**What you have to do**
Each record below should be given again exactly as it reads.

────────────────────

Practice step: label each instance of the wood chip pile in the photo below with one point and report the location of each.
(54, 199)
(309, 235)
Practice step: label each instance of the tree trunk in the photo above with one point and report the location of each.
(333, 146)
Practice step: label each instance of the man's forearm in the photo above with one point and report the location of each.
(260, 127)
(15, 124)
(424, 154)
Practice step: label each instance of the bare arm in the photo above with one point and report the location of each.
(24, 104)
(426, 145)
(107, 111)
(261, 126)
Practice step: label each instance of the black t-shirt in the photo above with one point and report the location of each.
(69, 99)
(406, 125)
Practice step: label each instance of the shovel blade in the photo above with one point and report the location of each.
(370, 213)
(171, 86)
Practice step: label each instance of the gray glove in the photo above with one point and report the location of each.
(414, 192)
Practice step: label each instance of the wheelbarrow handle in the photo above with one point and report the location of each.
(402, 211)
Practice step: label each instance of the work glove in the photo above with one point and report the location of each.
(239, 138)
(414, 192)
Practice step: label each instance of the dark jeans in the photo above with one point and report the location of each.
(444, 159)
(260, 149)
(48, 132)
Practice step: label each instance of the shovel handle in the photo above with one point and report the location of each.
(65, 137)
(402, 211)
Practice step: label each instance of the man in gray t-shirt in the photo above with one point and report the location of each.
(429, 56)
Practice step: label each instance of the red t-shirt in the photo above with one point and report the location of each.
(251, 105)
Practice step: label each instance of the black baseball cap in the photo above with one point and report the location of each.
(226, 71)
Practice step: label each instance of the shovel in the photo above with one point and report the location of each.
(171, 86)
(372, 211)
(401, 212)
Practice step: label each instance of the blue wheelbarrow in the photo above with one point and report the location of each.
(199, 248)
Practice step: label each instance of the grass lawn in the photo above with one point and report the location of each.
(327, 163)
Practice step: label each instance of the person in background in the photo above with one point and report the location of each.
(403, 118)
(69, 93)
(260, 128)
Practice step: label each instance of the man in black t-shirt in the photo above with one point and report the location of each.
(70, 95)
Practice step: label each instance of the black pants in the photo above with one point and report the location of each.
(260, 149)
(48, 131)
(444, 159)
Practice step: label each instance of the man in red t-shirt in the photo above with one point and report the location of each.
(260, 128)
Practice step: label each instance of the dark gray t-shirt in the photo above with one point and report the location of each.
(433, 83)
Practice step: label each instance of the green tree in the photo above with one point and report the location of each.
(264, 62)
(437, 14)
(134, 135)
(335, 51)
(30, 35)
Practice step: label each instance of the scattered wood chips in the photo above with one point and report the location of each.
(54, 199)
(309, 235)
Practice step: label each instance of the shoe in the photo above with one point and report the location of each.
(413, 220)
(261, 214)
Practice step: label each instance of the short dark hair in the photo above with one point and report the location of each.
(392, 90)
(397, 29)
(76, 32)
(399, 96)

────────────────────

**Exercise result**
Practice step: label each instance of the wood chip pile in the photo below with one point and report the location of each.
(54, 199)
(309, 235)
Practice step: label each instance of the tree trunk in the photo above with one point and report the location of each.
(333, 146)
Practice step: label each instance of the man's forearm in the photo above with one point and report the location of each.
(260, 127)
(15, 124)
(424, 154)
Practice step: label each instance of the bare arm in the photo above with one point and report the location of each.
(24, 104)
(426, 145)
(107, 111)
(261, 126)
Practice step: label each instance of the black t-shirt in the photo above with one point and report the location of each.
(69, 99)
(406, 125)
Practice step: label each instance of the shovel blade in the photo above with one point and report the location of each.
(370, 213)
(171, 86)
Practice step: label each instance of the gray glove in the photo above with one point and report the location of each.
(414, 192)
Practice step: label each instance of the wheelbarrow handle in the photo above with one point and report the location of each.
(402, 211)
Practice step: label each instance of the work glove in the photo above with one point and report the location of each.
(239, 138)
(414, 192)
Practice step: label each instance of the dark jeans in the photo above with one point and report the location of each.
(444, 159)
(260, 149)
(48, 132)
Practice step: label each instance of the shovel handle in the photo above with one point and report the location of each.
(65, 137)
(402, 211)
Practice step: label each instance of the man in gray t-shirt in the photo above with one point and report the location of each.
(429, 56)
Practice step: label each instance of the red t-shirt in the photo above with one point and report the location of each.
(251, 105)
Practice step: label each instance of the black baseball cap in the photo above with one point and report the location of each.
(226, 71)
Practice step: label each instance of the shovel in the photo above with one point and report the location of each.
(171, 86)
(372, 211)
(401, 212)
Practice step: label each instance of the blue wheelbarrow in the photo above with one point and report the location of each.
(199, 248)
Practice step: label each instance of the grass lawn in the photo above with one point and report the location of each.
(327, 163)
Practice step: label each instance of the person in background in the photo above with one point and report the location of each.
(403, 118)
(69, 93)
(260, 128)
Practice step: label each instance of the man in black t-shirt in the photo above with one point and report the location of each.
(70, 95)
Practice step: label each instance of the black pants in the photo above with one point and report the location of each.
(260, 149)
(48, 131)
(444, 159)
Practice step: label each instance of the man in red t-shirt in the photo above with one point and report the location of each.
(260, 128)
Practice step: label each instance of the dark gray t-shirt in the photo above with one point and report the location of each.
(433, 83)
Practice step: label each instance of the green tree in the photo above with one point and report the location of each.
(264, 62)
(437, 14)
(134, 135)
(335, 51)
(30, 35)
Practice step: label each instance of the scattered wood chips in the photo above with one point and report the location of each.
(54, 199)
(309, 235)
Practice step: label each instance of the shoe in the photo above with one point and report the location of each.
(413, 220)
(261, 214)
Practice step: label each instance of the short dark hair in the photo above with one point and report the location of each.
(392, 90)
(397, 29)
(76, 32)
(399, 96)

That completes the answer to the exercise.